* Reading text *
Death to Santa Claus – Don’t Lie, Kids Can Handle the Truth

Summary – Who says it’s all right to convince your kids Santa Claus is real? Childhood shouldn’t be a hazing ritual perpetuated by their own parents.

What if you knew a parent who told their child Star Wars was real. Like real as in a historical document. That Darth Vader patrolled the galaxy in a giant Death Star looking for rebels. People fought with real light sabers and The Force could absolutely be controlled by both the good and the dark side. To further trick the child the parent would periodically point to the sky and shout “I think I see the Death Star, I hope it doesn’t destroy our planet!”

When you confronted the parent on their manipulative behavior, they explained that they grew up thinking Star Wars was real and they want their children to grow up  having the same experience. They reasoned that it makes the movies and the toys more fun if their children think it’s real. Plus using the threat of Darth Vader destroying the planet is a great tool for getting their kids to behave.

You would probably think that parent was cruel and deceitful at best, and bat-shit crazy at worst.

Yet, this is exactly what most parents do to their children every year. Except  it’s not Star Wars, it’s Santa Claus.

“Oh, but Santa Claus is different!”

Really? OK, explain. Go ahead. Think hard.

Can’t really justify it can you?

The only reason parents think it’s OK to jerk their kid around by tricking them into thinking that Santa Claus, the Tooth Fairy or the Easter Bunny is real is because it’s a culturally accepted form of deceit. That’s it. Try that with any other fairy tale and you’ll get dirty looks and maybe even a visit from child protective services or a school counselor.

Teacher: “I’m a little worried about your daughter.”

Parent: “Really, how so?”

Teacher: “Well, she claims that the reason your house is made of bricks is because you had two other relatives killed by a wolf because they made their homes from straw and wood. She’s telling all the other children that they better make sure their homes are made of brick too or they might get eaten by a wolf. It’s a little disturbing.”

Parent: “Look, this is how I grew up. My parents taught me the Big Bad Wolf story was true and I want my child to grow up with the same tradition. It makes the Holidays more fun. Kids grow up so fast you know and there’s no need to push it any faster. Why crush their innocence? She’ll find out it’s not true soon enough, so just back off and don’t tell her any different!”

Sounds a bit nutty doesn’t it? Would you want your kid hanging out at the Big Bad Wolf house? How about the Stars Wars house?

My daughter has been told from day one that Santa Claus is just a fun story and that we bring the presents. Know what? She still loves Christmas! She loves decorating the tree and the windows. She loves touring the neighborhood for the best Christmas displays. She has all the Christmas specials on DVD and absolutely loves them. Yet, she knows Santa Claus is not real. Enjoying Christmas has nothing to do with thinking Santa is real. Just as I can enjoy watching the Terminator or Ghost Whisperer without believing in time travel or spirits, so can my daughter enjoy Christmas without believing in Santa.

So if  the idea of a parent visiting their child at night in a DarthVader costume and in a deep breathy voice telling their child to be good or he will unleash the power of his Death Star on the planet is creepy, then the idea of taking your child to visit Santa, having them write letters addressed to the North Pole, putting out cookies and milk for Santa to eat, and telling them that if they aren’t good Santa won’t bring them any presents, should be as equally creepy.

* Dataset extract *
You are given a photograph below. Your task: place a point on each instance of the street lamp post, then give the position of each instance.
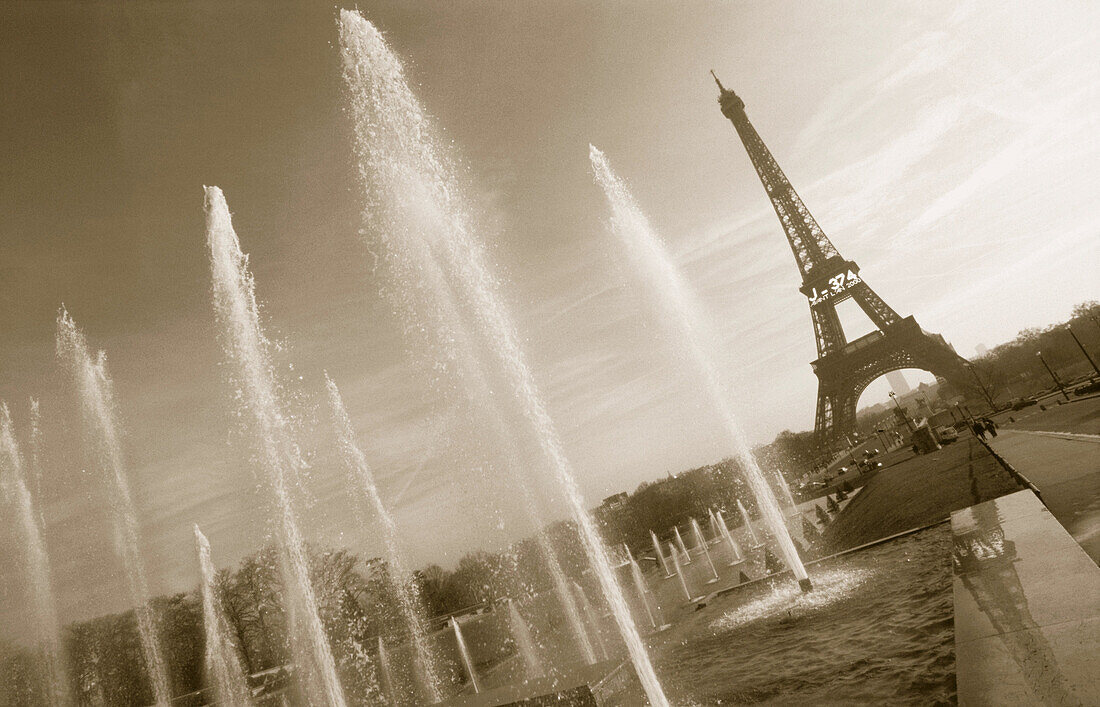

* Exercise set *
1. Return, word for word, the part of the Santa Claus essay that opens with the words containing "My daughter has" and closes with "believing in Santa.".
2. In the Santa Claus essay, what does the author's daughter love touring the neighborhood to find?

* Solved tasks *
1.
My daughter has been told from day one that Santa Claus is just a fun story and that we bring the presents. Know what? She still loves Christmas! She loves decorating the tree and the windows. She loves touring the neighborhood for the best Christmas displays. She has all the Christmas specials on DVD and absolutely loves them. Yet, she knows Santa Claus is not real. Enjoying Christmas has nothing to do with thinking Santa is real. Just as I can enjoy watching the Terminator or Ghost Whisperer without believing in time travel or spirits, so can my daughter enjoy Christmas without believing in Santa.

2. The best Christmas displays.